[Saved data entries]
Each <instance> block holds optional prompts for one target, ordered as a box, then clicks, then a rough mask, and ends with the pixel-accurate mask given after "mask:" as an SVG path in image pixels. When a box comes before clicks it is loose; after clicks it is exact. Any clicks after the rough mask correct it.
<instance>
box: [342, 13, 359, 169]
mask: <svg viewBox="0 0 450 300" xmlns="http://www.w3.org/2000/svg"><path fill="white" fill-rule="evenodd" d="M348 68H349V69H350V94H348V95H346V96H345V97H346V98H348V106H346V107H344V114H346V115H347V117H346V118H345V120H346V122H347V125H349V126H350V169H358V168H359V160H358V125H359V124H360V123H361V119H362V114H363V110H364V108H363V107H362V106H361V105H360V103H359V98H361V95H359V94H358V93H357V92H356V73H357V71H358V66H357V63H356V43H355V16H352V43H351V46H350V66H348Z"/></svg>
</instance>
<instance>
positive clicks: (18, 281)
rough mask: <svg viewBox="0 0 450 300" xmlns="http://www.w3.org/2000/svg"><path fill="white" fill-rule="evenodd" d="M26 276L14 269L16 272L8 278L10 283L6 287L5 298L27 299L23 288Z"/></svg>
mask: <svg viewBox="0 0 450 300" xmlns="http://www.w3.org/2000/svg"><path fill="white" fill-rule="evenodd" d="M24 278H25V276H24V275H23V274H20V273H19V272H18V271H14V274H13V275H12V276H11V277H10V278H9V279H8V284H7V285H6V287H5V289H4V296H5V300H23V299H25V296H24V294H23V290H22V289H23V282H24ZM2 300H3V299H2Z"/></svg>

INSTRUCTIONS TO FOLLOW:
Duplicate every line of these saved data entries, with no changes.

WORKED SOLUTION:
Each <instance> block holds optional prompts for one target, ordered as a box, then clicks, then a rough mask, and ends with the pixel-accurate mask given after "mask:" as an SVG path in image pixels. When a box comes before clicks it is loose; after clicks it is exact. Any clicks after the rough mask correct it.
<instance>
box: [342, 13, 359, 169]
mask: <svg viewBox="0 0 450 300" xmlns="http://www.w3.org/2000/svg"><path fill="white" fill-rule="evenodd" d="M348 68H349V69H350V94H348V95H346V96H345V97H346V98H348V106H346V107H344V114H346V115H347V117H346V118H345V120H346V122H347V125H349V126H350V169H358V168H359V160H358V125H359V124H360V123H361V119H362V114H363V110H364V108H363V107H362V106H361V105H360V103H359V98H361V95H359V94H358V93H357V92H356V73H357V71H358V66H357V63H356V43H355V16H352V43H351V46H350V66H348Z"/></svg>
</instance>
<instance>
positive clicks: (18, 281)
rough mask: <svg viewBox="0 0 450 300" xmlns="http://www.w3.org/2000/svg"><path fill="white" fill-rule="evenodd" d="M26 276L14 269L16 272L8 278L10 283L6 287L5 298L27 299L23 288Z"/></svg>
mask: <svg viewBox="0 0 450 300" xmlns="http://www.w3.org/2000/svg"><path fill="white" fill-rule="evenodd" d="M24 278H25V276H24V275H23V274H20V273H19V272H18V271H14V274H13V275H12V276H11V277H10V278H9V279H8V284H7V285H6V287H5V289H4V296H5V300H23V299H25V296H24V294H23V290H22V289H23V282H24ZM2 300H3V299H2Z"/></svg>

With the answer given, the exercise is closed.